DocketNumber: Docket No. 3258-79.
Citation Numbers: 45 T.C.M. 1012, 1983 Tax Ct. Memo LEXIS 638, 1983 T.C. Memo. 143
Filed Date: 3/21/1983
Status: Non-Precedential
Modified Date: 11/21/2020
Taxpayer (TP) was a fifty percent partner in a partnership (PS) which owned a medical office building. PS leased space in the building to various tenants including a hospital, doctors and dentists. When a new tenant leased space in the building from PS, PS would often incur an obligation to make improvements on the leasehold for the incoming tenant's benefit at its own expense.
In 1976 PS sold the building to a purchaser (P). At closing, P assumed the existing leases between PS and tenants of the medical office building. However, PS agreed that it would complete for P's benefit its existing obligations to improve certain of the leaseholds. In turn, P agreed to reimburse PS for the costs of completion.
MEMORANDUM FINDINGS OF FACT AND OPINION
SHIELDS,
Petitioners William E. Roberts and Aileen V. Roberts resided in Portland, Oregon, when they filed their petition herein. They are cash basis taxpayers. At all times relevant to this case, Roberts was a 50 percent partner in B & D Development Co. (hereinafter the partnership). He shared the partnership's gain, losses, and profits equally with his brother, who was the other 50 percent partner. The partnership was in the business of owning and managing commercial real property in Portland and elsewhere. It filed its partnership information returns (Forms 1065) using the cash basis method of accounting.
In September of 1970, the partnership purchased the Portland Medical Center (the property). This consisted of land and an office building located thereon, together with a leasehold interest in an adjoining parking facility. The partnership thereafter owned and managed the property continuously until its sale in June of 1976.

:: Extracted data ::
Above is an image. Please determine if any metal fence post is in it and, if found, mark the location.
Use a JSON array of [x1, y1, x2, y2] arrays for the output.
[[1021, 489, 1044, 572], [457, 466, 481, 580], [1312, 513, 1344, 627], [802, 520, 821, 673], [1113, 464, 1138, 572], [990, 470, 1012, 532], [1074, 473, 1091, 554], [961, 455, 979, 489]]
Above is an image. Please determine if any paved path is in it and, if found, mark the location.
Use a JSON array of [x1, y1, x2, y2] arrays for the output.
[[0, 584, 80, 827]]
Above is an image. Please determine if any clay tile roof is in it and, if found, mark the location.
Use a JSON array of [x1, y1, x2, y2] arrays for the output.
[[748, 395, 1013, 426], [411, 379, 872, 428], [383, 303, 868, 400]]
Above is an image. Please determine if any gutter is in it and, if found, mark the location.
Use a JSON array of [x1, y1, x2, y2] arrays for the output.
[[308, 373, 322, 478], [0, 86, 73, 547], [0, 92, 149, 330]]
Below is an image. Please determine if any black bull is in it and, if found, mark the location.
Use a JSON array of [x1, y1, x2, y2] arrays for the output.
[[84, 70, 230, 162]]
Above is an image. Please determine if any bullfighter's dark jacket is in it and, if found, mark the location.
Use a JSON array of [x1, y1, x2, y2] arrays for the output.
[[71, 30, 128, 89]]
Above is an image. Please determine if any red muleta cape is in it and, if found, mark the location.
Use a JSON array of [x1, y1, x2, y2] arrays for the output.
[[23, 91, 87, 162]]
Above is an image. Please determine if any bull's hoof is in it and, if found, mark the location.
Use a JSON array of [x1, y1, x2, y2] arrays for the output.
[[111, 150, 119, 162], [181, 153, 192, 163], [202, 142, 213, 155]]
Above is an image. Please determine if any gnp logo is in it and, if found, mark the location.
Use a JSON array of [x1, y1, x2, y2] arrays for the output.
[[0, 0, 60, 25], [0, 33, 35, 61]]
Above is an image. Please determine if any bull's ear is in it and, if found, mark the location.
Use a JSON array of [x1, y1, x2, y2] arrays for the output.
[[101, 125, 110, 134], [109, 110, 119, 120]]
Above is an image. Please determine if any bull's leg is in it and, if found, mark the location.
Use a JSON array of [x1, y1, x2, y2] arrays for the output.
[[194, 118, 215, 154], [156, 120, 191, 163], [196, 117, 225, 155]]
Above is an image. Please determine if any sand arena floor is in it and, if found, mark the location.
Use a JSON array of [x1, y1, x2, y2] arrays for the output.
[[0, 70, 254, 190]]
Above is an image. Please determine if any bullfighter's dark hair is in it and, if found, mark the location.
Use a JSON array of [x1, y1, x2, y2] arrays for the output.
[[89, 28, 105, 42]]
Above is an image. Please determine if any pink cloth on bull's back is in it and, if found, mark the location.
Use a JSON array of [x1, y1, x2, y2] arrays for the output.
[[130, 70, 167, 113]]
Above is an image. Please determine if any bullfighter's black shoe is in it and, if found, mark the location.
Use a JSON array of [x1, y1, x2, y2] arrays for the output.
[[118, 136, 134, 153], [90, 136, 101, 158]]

:: Tasks ::
**a.** Answer from the court memorandum:
(i) In what month and year did the partnership purchase the Portland Medical Center?
(ii) Where did the petitioners reside when they filed their petition?
(iii) Which accounting method did the partnership use for its Forms 1065?
**b.** Does each statement agree with the court memorandum? Give yes or no and quote the deciding words.
(i) The purchaser agreed to pay the partnership back for the cost of completing the leasehold improvements.
(ii) Roberts held a 75 percent interest in the partnership.
(iii) The property included an adjoining parking facility that the partnership owned outright.
**c.** Continue the court memorandum from its last sentence.
The listing has nothing to do with the court memorandum.

:: Per-task outputs ::
**a.**
(i) September 1970
(ii) Portland, Oregon
(iii) The cash basis method

**b.**
(i) Yes: "In turn, P agreed to reimburse PS for the costs of completion."
(ii) No: "Roberts was a 50 percent partner in B & D Development Co."
(iii) No: "together with a leasehold interest in an adjoining parking facility"

**c.**
At the time of the purchase, office space in the property was leased to various tenants. As each lease expired, the partnership relet the space covered thereby *641 using its own standard lease form. With certain exceptions not pertinent here the standard lease form was used on all leases. Under this form, the partnership was obligated to furnish electric current, lamps, elevator service, heat, and janitorial services to its tenants. In addition, the partnership was obligated to pay all real property taxes and assessments levied against the Portland Medical Center, all premiums for fire, extended coverage, and other insurance customarily carried by owners of office buildings in downtown Portland, all expenses for the maintenance and repair of the roof, exterior walls, windows, sidewalks, lobbies, public corridors, and rest rooms located upon or within the Portland Medical Center, and all costs of heating, air conditioning, elevator service and plumbing, and electrical systems serving the property. *642 They would then negotiate a monthly rent for the space. In such negotiations the partnership took into consideration the estimated cost of providing the improvements and sought to recover such cost over the term of the lease.
Following the negotiation of mutually acceptable terms, the partnership, using its standard form, prepared and submitted a lease to the prospective tenant for his approval and acceptance. Accompanying the lease was a transmittal letter which, among other matters, described the improvements to be installed at the partnership's expense. In some cases, the letter of transmittal described additional improvements to be installed by the partnership at the tenant's expense.
Following the execution and return by the lessee of the lease and a copy of the transmittal letter, the partnership usually engaged Wayne Glasnapp (the contractor) to install the improvements. The partnership's agreement with the contractor was based upon an estimate by the contractor and was oral rather than written. Through a course of dealing over many years, it was understood that the partnership would be billed for labor, materials, and subcontracts actually furnished by the contractor, *643 plus a reasonable allowance for overhead and profit, regardless of any variation in the amount thereof from the contractor's earlier estimate. It was further understood that the agreement could be terminated at will by either party. In a typical case, the contractor installed the improvements and billed the partnership for the entire cost. The partnership would pay the contractor and then bill the tenant for the cost of any improvements which it had agreed to install at the tenant's expense.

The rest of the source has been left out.